--- Supplied text ---

Kings County

Biographies


 

BASS, ALEXANDER WELLINGTON

 

     In Dallas county, Mo., Alexander Wellington Bass was born, October 30, 1861. It was in that county that he was reared and gained much of his education in the public school. When he was eighteen years old he accompanied his father to Boise City, Idaho, where he attended school two years longer. He early gained a knowledge of farming and at Boise City learned the carpenter’s trade. Eventually he returned to Missouri and started back to Idaho by way of the coast in order to see California. He stopped off at Hanford March 9, 1888, and liking the town and the country round about obtained employment on a farm, where he worked several months. Then, locating in Hanford, he took up carpentering and after three years became a contractor and builder. Three years later he added house-moving to his business and that part of his work became so important that it gradually commanded all his time and attention. As a contractor he had for a partner J. D. Ellis, and they confined their operations mostly to building residences, of which they built as many in their period of activity as any concern in this part of the state. As a house-mover his operations have extended throughout the San Joaquin valley from Bakersfield to Stockton and he was once awarded a four-month contract as far away as Santa Rosa.

 

     As a Democrat Mr. Bass has been active in local and state politics for ten years. In 1909 he was elected to serve four years as a member of the board of trustees of Hanford. Fraternally he affiliates with Tent No. 40, K. O. T. M., the Foresters of America, and the Woodmen of the World. He was long a member of the old Chamber of Commerce and has for twenty-one years been identified with the volunteer fire department of Hanford. For twelve years he has served without pay as a trustee of the Hanford Cemetery Association. When he was elected there was no fund even to pay the sexton, but because of his good management the association now has a surplus of $11,000 to $12,000 at interest, a fund for the up-keep of the cemetery.

--- Listed entries ---

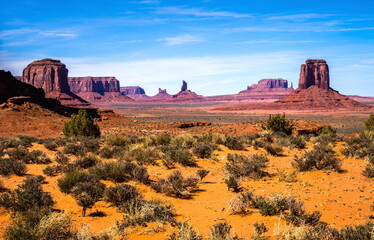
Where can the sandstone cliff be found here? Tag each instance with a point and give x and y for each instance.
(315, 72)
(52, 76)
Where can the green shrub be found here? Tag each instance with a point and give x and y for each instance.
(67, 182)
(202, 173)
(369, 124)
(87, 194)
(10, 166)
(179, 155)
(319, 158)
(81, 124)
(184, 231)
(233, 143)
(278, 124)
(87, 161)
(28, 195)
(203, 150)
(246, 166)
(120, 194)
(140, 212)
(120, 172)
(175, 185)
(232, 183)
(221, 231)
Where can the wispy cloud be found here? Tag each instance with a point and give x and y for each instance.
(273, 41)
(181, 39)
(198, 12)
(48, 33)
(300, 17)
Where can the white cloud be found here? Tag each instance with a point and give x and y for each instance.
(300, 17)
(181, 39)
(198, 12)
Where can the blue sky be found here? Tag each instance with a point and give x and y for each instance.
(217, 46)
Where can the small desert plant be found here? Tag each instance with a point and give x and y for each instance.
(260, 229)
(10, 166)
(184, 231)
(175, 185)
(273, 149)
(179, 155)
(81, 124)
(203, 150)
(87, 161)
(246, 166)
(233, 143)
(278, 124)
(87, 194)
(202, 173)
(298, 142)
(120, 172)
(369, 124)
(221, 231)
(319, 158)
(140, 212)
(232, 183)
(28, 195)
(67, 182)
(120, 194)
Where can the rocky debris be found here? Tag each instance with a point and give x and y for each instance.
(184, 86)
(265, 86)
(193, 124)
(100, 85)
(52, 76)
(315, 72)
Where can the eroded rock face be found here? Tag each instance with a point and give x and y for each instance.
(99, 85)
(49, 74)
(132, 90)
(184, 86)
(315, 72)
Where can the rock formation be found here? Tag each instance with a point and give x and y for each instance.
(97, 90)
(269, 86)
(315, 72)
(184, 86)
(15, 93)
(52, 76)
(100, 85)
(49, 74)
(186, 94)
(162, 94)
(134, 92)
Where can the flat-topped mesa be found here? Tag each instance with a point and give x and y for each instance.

---

» Short task A:
From the Alexander Wellington Bass biography, extract the passage that begins at the words "As a Democrat" and stops after the words "of the cemetery.".
» Short task B:
Write what comes next in the Alexander Wellington Bass biography, picking up after its final sentence.

» Written response A:
As a Democrat Mr. Bass has been active in local and state politics for ten years. In 1909 he was elected to serve four years as a member of the board of trustees of Hanford. Fraternally he affiliates with Tent No. 40, K. O. T. M., the Foresters of America, and the Woodmen of the World. He was long a member of the old Chamber of Commerce and has for twenty-one years been identified with the volunteer fire department of Hanford. For twelve years he has served without pay as a trustee of the Hanford Cemetery Association. When he was elected there was no fund even to pay the sexton, but because of his good management the association now has a surplus of $11,000 to $12,000 at interest, a fund for the up-keep of the cemetery.

» Written response B:
 

     September 6, 1888, Mr. Bass married Alice Howard, daughter of John A. and Mary Howard and a native of Clarke county, Mo. They have had six children: Earnest, born May 20, 1891; Ethel, July 9, 1897; Edna, August 16, 1900; Anita, April 12, 1902; Clarence, who died in 1906, aged seventeen years; Avis, who died at the age of ten months. Earnest is at home, Ethel, Edna and Anita are attending school.

 

SOURCE:  History of Tulare and Kings Counties, California with Biographical Sketches - Los Angeles, Calif., Historic Record Company, 1913
Pp 505, 506

Transcribed by: Craig A Hahn

 


 

HERRIN, DANIEL M.

 

     Incidental to our economic development of the last half century has been the evolution of the modern creamery, a corporate agency which has come to do the work of a large number of individuals, and to do it better and to give results of a more uniform quality than was possible under the old order of things. Creameries are located here and there throughout the county, none of them are very large or conspicuous, and none of them attracts attention by such loud and discordant noises as emanate from industrial plants of various other kinds. But the products of creameries are used everywhere by everybody, in such an immense volume that the statistics of the industry are almost staggering. However, it was not to comment at length on this subject that this article was begun, and what little has been said concerning it has been set down by way of showing how important a work has engaged the talents of Daniel M. Herrin for some time past.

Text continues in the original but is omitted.